Exercice a
D'après le texte sur les mesures de nuit à la station, combien d'heures de tir consécutives peuvent s'enchaîner au maximum quand la météo est favorable ?

Texte de lecture
____________

Pour ne pas saturer les détecteurs avec la lumière du Soleil, je ne peux faire des mesures que la nuit, du lever au coucher du Soleil. Si l’été, alors que tout le monde est sur le pont au cours de la campagne, j’ai la chance de n’avoir que 2 ou 3h de travail par nuit ; au cœur de l’hiver, alors que le rythme et l’énergie diminue sur la station, j’enchaîne les longues nuits de travail. Jusqu’à 20h de tir consécutives quand la météo est favorable ! Je vois donc chaque membre de la station aller se coucher, puis se lever quelques heures plus tard, alors que je continue de travailler. Et quand ils travaillent, je dors pour récupérer de ma longue nuit de travail. Ainsi, vous comprenez mieux pourquoi j’ai moins publié au cours des deux derniers mois ! Heureusement, le Soleil a gagné sur la nuit, et chaque jour, nous gagnons plusieurs minutes de jour. J’aurai maintenant davantage de temps à consacrer à de nouveaux articles, pour votre plus grand plaisir, je l’espère.

____________

Données de l'exercice

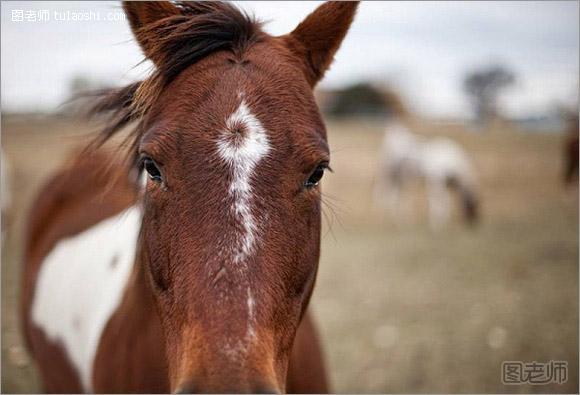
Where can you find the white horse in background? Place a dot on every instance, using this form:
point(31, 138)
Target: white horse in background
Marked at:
point(440, 162)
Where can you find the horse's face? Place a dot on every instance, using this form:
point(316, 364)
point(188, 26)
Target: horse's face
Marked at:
point(234, 148)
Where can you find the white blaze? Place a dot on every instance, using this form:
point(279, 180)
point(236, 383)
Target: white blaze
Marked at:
point(243, 156)
point(81, 284)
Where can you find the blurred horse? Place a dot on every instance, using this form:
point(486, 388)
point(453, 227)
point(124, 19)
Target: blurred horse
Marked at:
point(440, 162)
point(197, 279)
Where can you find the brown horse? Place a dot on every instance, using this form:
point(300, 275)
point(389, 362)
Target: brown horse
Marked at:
point(196, 279)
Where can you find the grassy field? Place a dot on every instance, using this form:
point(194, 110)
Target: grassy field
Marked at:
point(401, 308)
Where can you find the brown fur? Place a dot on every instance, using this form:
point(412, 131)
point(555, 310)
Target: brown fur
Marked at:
point(184, 309)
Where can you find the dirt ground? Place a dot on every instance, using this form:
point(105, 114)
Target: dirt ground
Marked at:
point(401, 308)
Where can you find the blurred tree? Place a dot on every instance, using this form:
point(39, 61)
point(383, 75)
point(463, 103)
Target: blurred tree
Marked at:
point(362, 99)
point(484, 86)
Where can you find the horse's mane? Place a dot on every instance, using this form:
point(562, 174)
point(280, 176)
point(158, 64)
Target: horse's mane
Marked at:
point(174, 43)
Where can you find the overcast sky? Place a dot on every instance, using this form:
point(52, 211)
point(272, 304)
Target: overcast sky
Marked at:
point(422, 48)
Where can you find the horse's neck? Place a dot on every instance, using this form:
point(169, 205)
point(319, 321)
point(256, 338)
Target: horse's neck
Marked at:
point(133, 337)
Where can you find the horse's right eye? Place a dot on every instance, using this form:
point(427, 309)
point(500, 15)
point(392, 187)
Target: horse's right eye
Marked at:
point(152, 170)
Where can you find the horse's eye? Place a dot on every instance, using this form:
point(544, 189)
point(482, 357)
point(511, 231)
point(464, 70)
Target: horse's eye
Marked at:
point(316, 176)
point(152, 170)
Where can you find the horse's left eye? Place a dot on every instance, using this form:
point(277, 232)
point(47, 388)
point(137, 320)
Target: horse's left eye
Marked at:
point(316, 176)
point(152, 170)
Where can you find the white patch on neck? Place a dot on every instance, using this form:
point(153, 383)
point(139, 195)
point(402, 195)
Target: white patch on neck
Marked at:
point(81, 284)
point(243, 157)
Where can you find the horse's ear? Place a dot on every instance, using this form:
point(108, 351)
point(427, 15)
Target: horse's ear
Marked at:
point(142, 16)
point(316, 39)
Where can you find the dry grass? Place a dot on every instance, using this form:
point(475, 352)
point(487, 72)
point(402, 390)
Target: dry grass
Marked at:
point(400, 308)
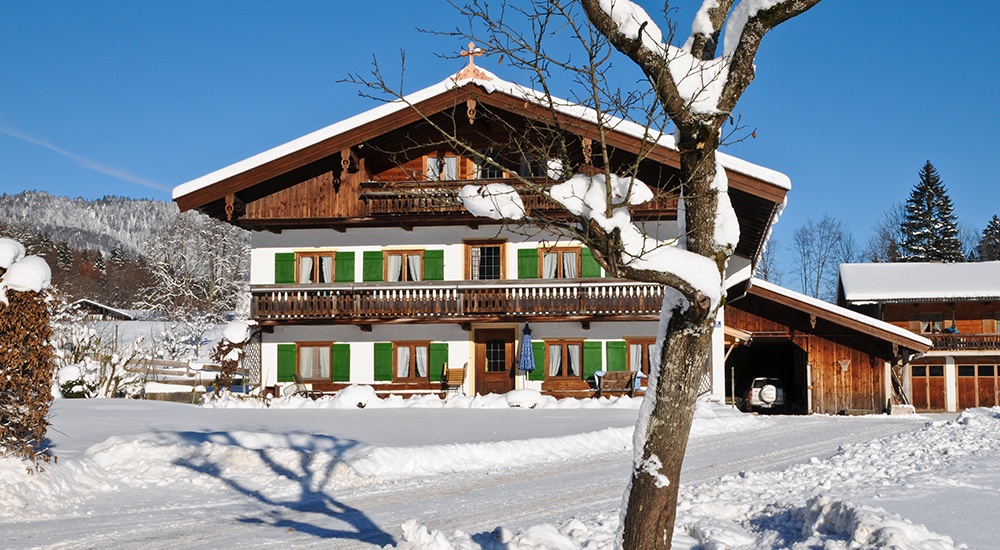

____________

Exercice b
Indiquez le nombre de lignes des enregistrements qui contiennent le mot "field", sans rien ajouter.

Corrigé a
Jusqu'à 20 heures.

Corrigé b
2